The problem: Set down each of the lines below word for word, with nothing changed.

Data listing:
+ + +
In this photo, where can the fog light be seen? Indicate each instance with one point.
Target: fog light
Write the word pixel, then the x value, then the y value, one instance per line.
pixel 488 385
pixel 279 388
+ + +
Task answer:
In this photo, where can the fog light be seen? Indicate each instance with one point.
Target: fog light
Write the word pixel, then the x value, then the y value, one instance per line.
pixel 488 385
pixel 279 388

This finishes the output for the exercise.